— BEGIN Task material —
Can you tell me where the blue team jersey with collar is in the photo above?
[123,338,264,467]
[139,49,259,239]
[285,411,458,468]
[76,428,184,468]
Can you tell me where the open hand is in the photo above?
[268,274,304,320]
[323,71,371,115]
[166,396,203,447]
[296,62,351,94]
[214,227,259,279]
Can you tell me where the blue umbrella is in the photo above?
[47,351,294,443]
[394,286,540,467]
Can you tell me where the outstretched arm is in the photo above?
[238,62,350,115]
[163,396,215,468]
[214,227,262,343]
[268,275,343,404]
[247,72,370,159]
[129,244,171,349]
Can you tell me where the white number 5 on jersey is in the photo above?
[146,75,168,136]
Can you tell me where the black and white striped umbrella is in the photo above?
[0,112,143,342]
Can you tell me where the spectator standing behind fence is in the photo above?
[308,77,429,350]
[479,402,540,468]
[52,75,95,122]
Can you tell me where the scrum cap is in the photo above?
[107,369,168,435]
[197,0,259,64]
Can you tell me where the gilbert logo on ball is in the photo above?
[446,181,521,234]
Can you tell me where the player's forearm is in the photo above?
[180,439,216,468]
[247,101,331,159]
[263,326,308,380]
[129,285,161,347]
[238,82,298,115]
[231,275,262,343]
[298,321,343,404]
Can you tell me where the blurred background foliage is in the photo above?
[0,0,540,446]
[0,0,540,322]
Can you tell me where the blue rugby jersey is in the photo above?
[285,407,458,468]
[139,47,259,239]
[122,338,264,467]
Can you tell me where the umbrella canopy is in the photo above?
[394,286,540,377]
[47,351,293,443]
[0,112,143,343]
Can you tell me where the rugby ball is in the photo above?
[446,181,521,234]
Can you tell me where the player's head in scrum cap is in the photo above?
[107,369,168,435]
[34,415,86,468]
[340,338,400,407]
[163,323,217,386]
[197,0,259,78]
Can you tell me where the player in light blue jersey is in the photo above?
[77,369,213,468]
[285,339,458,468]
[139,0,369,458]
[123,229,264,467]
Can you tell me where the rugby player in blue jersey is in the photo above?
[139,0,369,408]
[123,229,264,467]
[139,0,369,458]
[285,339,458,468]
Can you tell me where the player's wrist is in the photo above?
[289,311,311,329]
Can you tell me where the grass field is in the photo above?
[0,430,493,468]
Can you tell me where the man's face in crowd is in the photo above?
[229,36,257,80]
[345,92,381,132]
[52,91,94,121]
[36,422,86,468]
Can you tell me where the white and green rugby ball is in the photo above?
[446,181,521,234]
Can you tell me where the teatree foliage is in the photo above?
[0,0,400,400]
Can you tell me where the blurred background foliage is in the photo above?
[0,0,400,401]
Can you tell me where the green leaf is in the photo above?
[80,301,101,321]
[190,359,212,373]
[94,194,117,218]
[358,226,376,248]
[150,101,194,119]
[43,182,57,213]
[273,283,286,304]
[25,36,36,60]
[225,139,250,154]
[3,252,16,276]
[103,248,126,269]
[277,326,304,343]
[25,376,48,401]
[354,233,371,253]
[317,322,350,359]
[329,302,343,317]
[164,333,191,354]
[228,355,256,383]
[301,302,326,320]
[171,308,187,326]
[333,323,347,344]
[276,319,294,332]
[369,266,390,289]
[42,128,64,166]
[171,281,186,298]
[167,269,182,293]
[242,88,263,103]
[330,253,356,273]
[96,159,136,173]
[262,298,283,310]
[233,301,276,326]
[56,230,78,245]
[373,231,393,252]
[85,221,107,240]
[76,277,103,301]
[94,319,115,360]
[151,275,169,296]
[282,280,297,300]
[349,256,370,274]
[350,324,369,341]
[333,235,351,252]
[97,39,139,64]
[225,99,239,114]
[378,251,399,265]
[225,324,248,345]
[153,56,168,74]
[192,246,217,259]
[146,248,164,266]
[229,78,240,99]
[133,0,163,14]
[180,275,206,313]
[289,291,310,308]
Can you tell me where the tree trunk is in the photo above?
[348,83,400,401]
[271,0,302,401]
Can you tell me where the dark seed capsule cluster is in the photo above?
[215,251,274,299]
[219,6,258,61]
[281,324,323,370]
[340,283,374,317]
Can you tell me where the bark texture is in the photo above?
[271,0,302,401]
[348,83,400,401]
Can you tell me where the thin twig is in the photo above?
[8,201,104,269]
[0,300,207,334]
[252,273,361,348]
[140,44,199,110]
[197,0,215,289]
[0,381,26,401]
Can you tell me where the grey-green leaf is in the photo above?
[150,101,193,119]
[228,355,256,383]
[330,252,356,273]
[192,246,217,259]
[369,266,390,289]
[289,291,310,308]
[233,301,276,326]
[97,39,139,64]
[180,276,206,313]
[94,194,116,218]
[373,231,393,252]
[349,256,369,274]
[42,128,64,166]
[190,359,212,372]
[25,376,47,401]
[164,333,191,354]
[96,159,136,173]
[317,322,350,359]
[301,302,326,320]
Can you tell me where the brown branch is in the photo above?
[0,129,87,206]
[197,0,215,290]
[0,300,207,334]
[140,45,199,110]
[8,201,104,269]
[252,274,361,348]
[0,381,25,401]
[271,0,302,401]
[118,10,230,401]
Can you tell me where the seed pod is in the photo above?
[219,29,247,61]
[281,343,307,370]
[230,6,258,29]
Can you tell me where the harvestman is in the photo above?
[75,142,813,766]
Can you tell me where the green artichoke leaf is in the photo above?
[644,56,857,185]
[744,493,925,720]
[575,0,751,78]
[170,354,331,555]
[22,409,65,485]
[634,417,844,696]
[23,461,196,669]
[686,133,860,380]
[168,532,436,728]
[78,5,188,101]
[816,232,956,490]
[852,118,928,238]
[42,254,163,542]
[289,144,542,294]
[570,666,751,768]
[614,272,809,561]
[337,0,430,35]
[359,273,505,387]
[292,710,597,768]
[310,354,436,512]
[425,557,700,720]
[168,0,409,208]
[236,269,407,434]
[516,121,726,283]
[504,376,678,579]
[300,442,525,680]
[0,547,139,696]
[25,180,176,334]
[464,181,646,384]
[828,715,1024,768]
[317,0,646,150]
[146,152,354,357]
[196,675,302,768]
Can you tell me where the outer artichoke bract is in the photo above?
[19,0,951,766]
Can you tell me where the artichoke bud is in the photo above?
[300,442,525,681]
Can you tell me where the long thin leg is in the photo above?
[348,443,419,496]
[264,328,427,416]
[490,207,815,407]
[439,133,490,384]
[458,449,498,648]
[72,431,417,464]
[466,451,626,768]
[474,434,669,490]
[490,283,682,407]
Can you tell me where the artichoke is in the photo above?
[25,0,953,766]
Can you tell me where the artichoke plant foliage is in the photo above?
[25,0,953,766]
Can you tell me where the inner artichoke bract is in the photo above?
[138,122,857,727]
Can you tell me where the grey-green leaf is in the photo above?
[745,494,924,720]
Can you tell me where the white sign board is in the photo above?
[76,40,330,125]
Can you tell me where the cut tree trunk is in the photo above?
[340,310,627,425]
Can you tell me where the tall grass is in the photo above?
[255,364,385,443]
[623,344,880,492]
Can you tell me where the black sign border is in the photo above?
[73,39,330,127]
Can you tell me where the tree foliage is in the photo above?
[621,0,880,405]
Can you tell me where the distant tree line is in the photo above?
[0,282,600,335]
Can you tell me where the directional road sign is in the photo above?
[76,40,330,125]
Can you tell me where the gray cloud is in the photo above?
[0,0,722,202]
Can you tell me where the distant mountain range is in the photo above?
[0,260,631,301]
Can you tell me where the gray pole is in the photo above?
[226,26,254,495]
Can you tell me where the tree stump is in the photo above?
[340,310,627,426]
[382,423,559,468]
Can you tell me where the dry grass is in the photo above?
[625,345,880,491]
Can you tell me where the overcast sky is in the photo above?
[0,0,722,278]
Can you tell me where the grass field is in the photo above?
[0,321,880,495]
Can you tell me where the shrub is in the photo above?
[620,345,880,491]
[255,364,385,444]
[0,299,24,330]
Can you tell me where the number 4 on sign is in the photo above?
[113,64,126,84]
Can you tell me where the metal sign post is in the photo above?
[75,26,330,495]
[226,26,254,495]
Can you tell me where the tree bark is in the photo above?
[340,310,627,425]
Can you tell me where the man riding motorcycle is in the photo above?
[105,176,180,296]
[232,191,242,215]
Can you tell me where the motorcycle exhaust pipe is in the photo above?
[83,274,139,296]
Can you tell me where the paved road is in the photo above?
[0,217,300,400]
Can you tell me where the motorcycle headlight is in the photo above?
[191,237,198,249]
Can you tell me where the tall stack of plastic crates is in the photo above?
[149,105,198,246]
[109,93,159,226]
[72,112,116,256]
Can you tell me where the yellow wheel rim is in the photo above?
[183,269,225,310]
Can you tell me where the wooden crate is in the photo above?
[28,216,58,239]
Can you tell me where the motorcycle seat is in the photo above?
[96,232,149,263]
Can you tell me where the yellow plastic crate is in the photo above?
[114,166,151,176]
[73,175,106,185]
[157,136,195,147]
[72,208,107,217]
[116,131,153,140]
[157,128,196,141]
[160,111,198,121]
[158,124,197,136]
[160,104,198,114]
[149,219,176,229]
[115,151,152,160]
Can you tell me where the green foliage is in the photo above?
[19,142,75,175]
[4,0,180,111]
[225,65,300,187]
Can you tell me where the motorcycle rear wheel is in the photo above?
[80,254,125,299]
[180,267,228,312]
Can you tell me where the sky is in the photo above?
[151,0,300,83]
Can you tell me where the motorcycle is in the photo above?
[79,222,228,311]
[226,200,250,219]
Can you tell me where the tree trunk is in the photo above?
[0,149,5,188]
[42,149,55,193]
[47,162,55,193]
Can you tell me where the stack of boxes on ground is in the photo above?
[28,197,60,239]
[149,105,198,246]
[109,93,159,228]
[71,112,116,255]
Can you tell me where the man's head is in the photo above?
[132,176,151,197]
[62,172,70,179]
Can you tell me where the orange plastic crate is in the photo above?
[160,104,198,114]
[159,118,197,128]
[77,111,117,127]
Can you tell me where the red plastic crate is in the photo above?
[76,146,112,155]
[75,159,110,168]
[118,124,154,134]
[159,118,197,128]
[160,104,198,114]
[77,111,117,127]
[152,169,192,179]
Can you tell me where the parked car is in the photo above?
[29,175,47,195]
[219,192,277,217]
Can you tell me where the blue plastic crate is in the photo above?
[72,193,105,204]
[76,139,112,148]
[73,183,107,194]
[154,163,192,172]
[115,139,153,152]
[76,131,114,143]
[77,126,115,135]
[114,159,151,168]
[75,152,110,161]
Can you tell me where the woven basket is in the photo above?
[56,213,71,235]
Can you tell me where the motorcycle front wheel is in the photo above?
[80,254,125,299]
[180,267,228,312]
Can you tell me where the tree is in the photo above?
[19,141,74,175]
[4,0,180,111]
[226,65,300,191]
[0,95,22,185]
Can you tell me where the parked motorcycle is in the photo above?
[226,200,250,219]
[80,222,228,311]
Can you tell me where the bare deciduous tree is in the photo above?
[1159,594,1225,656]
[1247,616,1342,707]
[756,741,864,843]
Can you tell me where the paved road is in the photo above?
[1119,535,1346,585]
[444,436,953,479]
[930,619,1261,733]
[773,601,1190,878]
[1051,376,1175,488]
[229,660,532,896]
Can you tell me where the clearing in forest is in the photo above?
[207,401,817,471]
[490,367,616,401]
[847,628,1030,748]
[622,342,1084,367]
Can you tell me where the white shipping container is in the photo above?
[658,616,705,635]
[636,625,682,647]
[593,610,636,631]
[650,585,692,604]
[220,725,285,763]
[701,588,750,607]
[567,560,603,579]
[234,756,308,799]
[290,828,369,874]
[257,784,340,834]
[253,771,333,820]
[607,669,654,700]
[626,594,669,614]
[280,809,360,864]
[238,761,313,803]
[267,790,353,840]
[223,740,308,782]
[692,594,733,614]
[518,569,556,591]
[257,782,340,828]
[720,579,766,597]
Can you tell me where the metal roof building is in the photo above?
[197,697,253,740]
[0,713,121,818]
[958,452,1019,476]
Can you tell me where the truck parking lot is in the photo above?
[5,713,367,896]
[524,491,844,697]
— END Task material —
What you should do
Shift the material that opens with the line containing "Can you tell me where the black and" and closes with the line containing "[0,0,540,322]" by adding 139 to every coordinate in its answers, then write out only those lines, with the requests left unchanged.

Output of the exercise
Can you tell me where the black and white striped umbrella is in the photo above?
[139,251,282,481]
Can you tell me where the spectator standing behind fence is in the photo above?
[447,216,568,489]
[618,541,679,607]
[191,214,234,261]
Can you tell me where the scrum cap is in the photo above?
[246,508,307,574]
[336,139,398,203]
Can you tell me where the gilbert logo on ball is in the photo above?
[585,320,660,373]
Can you tell me where the player's forearm is in the photo above?
[319,578,355,607]
[386,240,470,298]
[402,465,447,519]
[268,424,300,486]
[377,221,437,254]
[370,414,401,482]
[437,460,482,543]
Can you tell me where the blurred background foliage is in the photo above?
[139,139,679,585]
[139,139,679,461]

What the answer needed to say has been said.